__任務指令__. 將下方談宋仁宗的文段中從「如果宋仁宗真是一位中興之主,他應該立即富」到「己的殘忍,難怪敵人也喜歡他。」的那一段原文照錄下來。

====== 文件段落 ======

可以說,宋太宗的背信棄義和宋真宗的軟弱無能,讓宋朝的信譽掃地,更讓無數的李元昊們蠢蠢欲動。

如果宋仁宗真是一位中興之主,他應該立即富國強兵,顯示大國威嚴,狠狠震懾李元昊,但是他沒有,他一直採取的是軟弱的綏靖政策,

面對著李元昊多次刁難挑釁,一再忍讓。無數的大臣跟他說,要儘快面對西邊強敵,將它於萌芽狀態扼殺,

可是他卻說,儘量不要打仗,打仗是費錢的,是要死人的,還是採取和平手段吧。

當時的大臣還說,這顯示了皇帝的“仁”,問題是“仁”是要對親友的,對敵人怎麼能仁慈,對敵人的仁慈恰恰就是對自己的殘忍,難怪敵人也喜歡他。

果然,李元昊稱帝了,自己創立了西夏文字,剃去了頭髮,正式成帝,劇中也表現出了溫文爾雅的宋仁宗第一次發了火,早知今日,何必當初?當初在出現苗頭的時候就應該強硬點。最終,宋朝當然不會承認李元昊,剝奪了賜予他的官職,雙方立即開戰。

宋仁宗真的是一位利國利民的好皇帝嗎?事實上並非如此

李元昊和宋仁宗都明白,宋朝一直冗官、冗兵,為了怕軍人造反,且宋太祖是造反起家的,宋太祖定下的軍制讓宋朝的軍事機構極其臃腫低效,劇中虛構了宋仁宗想御駕親征的情節,然而,這也是沒用的,充其量只是土木堡之變提前300年罷了。

====== 資料摘錄 ======

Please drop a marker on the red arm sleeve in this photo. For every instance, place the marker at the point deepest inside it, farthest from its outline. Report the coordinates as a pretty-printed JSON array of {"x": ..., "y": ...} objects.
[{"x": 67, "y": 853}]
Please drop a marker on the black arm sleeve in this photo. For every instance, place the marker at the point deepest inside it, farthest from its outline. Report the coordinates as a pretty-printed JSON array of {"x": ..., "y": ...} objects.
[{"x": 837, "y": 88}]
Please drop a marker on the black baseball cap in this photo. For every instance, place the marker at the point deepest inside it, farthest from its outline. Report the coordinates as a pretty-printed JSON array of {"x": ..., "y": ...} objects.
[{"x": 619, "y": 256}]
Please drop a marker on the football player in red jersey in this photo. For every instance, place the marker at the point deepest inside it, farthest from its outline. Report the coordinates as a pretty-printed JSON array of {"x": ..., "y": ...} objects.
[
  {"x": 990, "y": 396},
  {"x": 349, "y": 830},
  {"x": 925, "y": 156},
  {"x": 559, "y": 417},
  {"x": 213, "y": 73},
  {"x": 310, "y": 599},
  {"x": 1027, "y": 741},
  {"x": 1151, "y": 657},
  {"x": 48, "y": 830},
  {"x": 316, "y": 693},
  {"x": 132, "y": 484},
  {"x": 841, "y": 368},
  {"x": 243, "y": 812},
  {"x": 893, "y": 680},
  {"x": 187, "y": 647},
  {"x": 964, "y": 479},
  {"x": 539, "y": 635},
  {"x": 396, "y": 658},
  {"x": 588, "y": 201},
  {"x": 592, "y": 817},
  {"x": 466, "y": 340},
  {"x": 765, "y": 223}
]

======

__任務回答__.
如果宋仁宗真是一位中興之主,他應該立即富國強兵,顯示大國威嚴,狠狠震懾李元昊,但是他沒有,他一直採取的是軟弱的綏靖政策,

面對著李元昊多次刁難挑釁,一再忍讓。無數的大臣跟他說,要儘快面對西邊強敵,將它於萌芽狀態扼殺,

可是他卻說,儘量不要打仗,打仗是費錢的,是要死人的,還是採取和平手段吧。

當時的大臣還說,這顯示了皇帝的“仁”,問題是“仁”是要對親友的,對敵人怎麼能仁慈,對敵人的仁慈恰恰就是對自己的殘忍,難怪敵人也喜歡他。